#### AIM:
Reproduce each of the following entries word for word, keeping every line in its original order.

# # # # # # #

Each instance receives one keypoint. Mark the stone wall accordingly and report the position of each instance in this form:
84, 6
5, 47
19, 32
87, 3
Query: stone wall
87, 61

# # # # # # #

#### REPLY:
Each instance receives one keypoint. Mark the stone wall accordingly and report the position of each instance in this form:
84, 6
5, 47
19, 32
87, 3
Query: stone wall
87, 61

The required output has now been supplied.